REQUEST A:
Please answer from the excerpt about Sol de Janeiro: in what year was the brand co-founded?

EXCERPT TO READ:
>>

Early to spot demand for emerging categories such as body care with its cult Brazilian Bum Bum Cream and affordable fragrance via body sprays, the brand has cultivated a devoted Millennial, Gen-Z and increasingly Gen-Alpha customer base with on-trend product and a wholesale-centric retail model. It has expanded to a full-fledged body care brand with a growing number of categories, including its Rio Radiance sunscreen, which launches this month.
“Early on, when we launched the Bum Bum Cream, some sceptics thought, ‘Oh, it’s another hot [one-hit wonder]. It will be gone in two years.’ But it’s not going anywhere, and it’s inspired a lot of other products,” said Sol de Janeiro co-founder and chief executive Heela Yang. Yang, a former Clinique marketing executive, co-founded the brand with Camila Pierotti and Marc Capra in 2015.
Before its fragrance frenzy, Sol de Janeiro’s initial rise came from its novel approach to body care. It combined tropical scents and colourful branding to upend the idea that cellulite creams were an embarrassing secret meant to be hidden in one’s bathroom cabinet. Touting skin-firming benefits, the Bum Bum Cream was its sole first product.

<<

DATA FOR THIS TASK:

>>

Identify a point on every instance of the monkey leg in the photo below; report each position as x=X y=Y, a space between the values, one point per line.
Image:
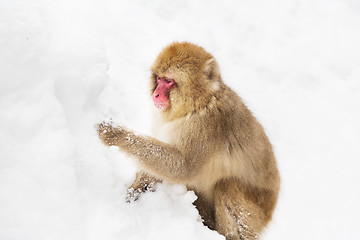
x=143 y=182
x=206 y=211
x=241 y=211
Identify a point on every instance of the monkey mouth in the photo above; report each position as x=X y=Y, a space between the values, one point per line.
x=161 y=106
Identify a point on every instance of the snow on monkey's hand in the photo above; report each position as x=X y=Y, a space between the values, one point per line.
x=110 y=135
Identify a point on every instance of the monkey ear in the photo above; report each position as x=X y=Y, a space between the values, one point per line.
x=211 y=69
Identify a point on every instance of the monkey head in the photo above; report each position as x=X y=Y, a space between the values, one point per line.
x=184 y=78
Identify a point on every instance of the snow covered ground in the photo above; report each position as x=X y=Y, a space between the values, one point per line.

<<
>>

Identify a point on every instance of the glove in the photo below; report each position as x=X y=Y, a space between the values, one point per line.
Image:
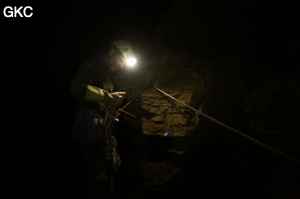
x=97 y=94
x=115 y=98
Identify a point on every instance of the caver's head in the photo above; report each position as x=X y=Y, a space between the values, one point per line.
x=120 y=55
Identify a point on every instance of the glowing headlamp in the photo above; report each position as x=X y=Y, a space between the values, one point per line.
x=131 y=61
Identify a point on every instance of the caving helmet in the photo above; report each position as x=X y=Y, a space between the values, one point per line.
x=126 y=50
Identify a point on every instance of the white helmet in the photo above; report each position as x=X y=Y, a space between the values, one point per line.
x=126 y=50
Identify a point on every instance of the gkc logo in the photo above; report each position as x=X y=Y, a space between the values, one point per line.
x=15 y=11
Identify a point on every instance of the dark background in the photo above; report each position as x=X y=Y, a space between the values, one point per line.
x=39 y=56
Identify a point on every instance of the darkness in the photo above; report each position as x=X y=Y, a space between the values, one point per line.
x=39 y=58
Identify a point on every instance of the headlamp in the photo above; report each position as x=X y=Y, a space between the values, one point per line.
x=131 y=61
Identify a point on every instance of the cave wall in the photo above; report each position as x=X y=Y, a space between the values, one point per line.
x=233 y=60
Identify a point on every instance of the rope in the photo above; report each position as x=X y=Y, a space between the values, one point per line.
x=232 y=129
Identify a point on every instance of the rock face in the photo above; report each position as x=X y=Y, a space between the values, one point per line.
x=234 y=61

<<

REQUEST B:
In the listing, replace "report" with "list" from the line with "Identify a point on every instance of the monkey head" up to and including the line with "Identify a point on every instance of the snow covered". Return only those lines, with nothing else changed.

FINAL RESULT A:
2015

FINAL RESULT B:
Identify a point on every instance of the monkey head in the photo above; list each position as x=X y=Y, a space between the values, one point per line.
x=184 y=78
Identify a point on every instance of the snow covered ground in the photo above; list each position as x=X y=Y, a space between the values, one point per line.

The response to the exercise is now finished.